Description
Pineapple Chicken and Rice is a delightful fusion dish that blends the sweetness of pineapple with savory soy sauce, ginger, and garlic. Perfect for a quick weeknight dinner or a special gathering, it features tender chicken served over rice with a tropical twist.
Ingredients
- 1 pound chicken breast or thigh, thinly sliced
- 1 cup flour for coating
- Salt and pepper to taste
- 1 tablespoon olive oil
- 1 cup fresh pineapple chunks or canned
- 1/2 cup pineapple juice
- 1/4 cup soy sauce
- 2 tablespoons brown sugar or honey
- 1 tablespoon grated ginger
- 2 cloves garlic, minced
- 1 tablespoon cornstarch dissolved in 2 tablespoons water
- 2 cups white or brown rice, cooked
- Optional garnish: sesame seeds, sliced green onions, fresh cilantro leaves
Instructions
- Season the chicken pieces with salt and pepper, then dredge them in flour.
- Heat olive oil in a large skillet over medium-high heat and cook the chicken until golden and cooked through. Set aside.
- In the same skillet, sauté the ginger and garlic until fragrant.

__Supplied entries__
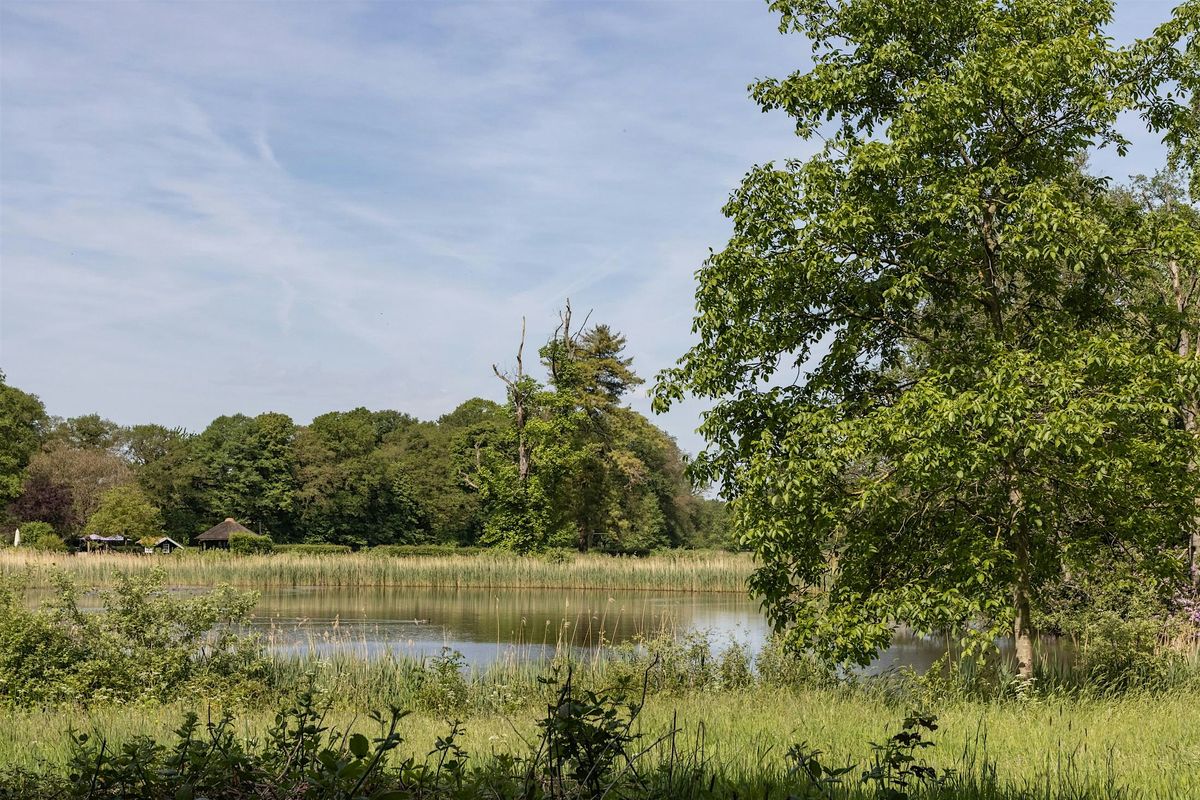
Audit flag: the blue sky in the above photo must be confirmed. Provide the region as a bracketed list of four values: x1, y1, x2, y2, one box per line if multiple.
[0, 0, 1172, 460]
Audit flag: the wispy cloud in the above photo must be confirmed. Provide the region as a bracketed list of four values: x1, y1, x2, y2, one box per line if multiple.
[0, 0, 1165, 450]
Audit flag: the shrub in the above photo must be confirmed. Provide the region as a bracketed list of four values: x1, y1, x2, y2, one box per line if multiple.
[229, 534, 275, 555]
[0, 569, 265, 704]
[275, 543, 352, 555]
[19, 522, 67, 553]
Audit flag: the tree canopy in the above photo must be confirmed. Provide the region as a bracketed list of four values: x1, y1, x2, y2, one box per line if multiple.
[656, 0, 1200, 678]
[0, 316, 727, 552]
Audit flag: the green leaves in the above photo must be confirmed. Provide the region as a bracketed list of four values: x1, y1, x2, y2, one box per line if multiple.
[655, 0, 1200, 663]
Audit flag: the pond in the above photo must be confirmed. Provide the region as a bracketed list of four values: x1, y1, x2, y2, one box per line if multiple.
[253, 587, 988, 673]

__Direction A__
How much soy sauce does the pineapple chicken recipe call for?
__Direction B__
Revise the pineapple chicken recipe between "Description" and "a tropical twist.", inclusive, and replace "weeknight" with "weekday".
__Direction C__
According to the pineapple chicken recipe's description, what makes this dish a fusion dish?

__Finished answer A__
1/4 cup.

__Finished answer B__
Description
Pineapple Chicken and Rice is a delightful fusion dish that blends the sweetness of pineapple with savory soy sauce, ginger, and garlic. Perfect for a quick weekday dinner or a special gathering, it features tender chicken served over rice with a tropical twist.

__Finished answer C__
It blends the sweetness of pineapple with savory soy sauce, ginger, and garlic.